-------- Material provided
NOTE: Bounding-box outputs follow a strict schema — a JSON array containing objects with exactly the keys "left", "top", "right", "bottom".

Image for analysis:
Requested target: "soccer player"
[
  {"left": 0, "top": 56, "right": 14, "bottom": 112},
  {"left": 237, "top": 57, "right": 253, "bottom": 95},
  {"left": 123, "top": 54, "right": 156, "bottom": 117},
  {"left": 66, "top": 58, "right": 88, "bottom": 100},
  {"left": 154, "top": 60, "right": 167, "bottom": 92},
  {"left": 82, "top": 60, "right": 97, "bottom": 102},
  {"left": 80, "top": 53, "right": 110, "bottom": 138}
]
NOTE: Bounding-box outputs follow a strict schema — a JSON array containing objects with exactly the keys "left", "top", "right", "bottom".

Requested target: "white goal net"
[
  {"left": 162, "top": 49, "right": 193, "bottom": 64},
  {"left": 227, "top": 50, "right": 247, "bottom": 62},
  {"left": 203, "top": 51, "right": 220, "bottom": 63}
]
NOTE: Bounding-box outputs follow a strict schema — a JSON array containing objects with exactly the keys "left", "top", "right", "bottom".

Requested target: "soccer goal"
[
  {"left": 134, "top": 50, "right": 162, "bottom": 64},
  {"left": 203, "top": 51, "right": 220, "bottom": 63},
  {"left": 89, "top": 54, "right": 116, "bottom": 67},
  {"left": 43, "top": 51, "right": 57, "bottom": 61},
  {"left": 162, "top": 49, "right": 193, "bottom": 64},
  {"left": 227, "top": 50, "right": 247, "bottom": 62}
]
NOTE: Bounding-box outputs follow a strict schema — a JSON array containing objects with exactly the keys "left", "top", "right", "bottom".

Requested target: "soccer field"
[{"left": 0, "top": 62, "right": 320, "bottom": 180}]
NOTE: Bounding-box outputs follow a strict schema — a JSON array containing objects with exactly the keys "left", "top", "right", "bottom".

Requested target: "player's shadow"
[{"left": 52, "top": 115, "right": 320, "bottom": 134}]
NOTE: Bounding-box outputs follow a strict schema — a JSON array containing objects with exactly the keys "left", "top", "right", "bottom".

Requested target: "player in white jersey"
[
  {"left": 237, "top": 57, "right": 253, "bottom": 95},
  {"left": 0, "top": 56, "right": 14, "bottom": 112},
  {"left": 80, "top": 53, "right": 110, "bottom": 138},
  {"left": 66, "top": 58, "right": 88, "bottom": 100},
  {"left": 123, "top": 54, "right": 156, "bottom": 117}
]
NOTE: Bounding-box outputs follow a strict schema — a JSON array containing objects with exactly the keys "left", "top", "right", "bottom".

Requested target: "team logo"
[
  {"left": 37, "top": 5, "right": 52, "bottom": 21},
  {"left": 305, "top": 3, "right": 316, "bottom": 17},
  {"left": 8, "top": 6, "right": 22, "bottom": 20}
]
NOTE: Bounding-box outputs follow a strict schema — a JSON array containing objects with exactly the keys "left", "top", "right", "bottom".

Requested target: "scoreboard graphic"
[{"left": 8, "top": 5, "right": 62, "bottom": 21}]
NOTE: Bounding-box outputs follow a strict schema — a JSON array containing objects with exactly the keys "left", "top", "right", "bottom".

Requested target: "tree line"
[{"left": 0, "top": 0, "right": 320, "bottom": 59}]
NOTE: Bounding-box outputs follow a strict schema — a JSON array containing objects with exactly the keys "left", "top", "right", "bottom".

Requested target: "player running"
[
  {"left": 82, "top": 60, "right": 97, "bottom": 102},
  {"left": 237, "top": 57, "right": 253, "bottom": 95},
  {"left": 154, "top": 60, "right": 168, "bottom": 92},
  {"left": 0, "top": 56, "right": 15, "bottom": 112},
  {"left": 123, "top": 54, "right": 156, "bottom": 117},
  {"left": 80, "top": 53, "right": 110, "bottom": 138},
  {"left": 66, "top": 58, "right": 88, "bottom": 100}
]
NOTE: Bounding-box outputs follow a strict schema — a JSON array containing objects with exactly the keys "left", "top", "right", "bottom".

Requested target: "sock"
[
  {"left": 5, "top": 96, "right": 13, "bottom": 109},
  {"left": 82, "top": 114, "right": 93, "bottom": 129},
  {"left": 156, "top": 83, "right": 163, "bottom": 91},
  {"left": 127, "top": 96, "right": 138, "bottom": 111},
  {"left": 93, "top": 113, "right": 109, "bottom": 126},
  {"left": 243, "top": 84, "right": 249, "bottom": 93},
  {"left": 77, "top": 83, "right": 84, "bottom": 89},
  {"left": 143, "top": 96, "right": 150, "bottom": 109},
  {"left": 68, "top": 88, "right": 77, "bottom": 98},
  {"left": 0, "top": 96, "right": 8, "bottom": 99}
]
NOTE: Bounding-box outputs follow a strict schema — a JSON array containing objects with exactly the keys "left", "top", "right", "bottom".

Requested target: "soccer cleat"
----------------
State how many lines of the entries above contain the word "white".

- [Answer to the problem]: 2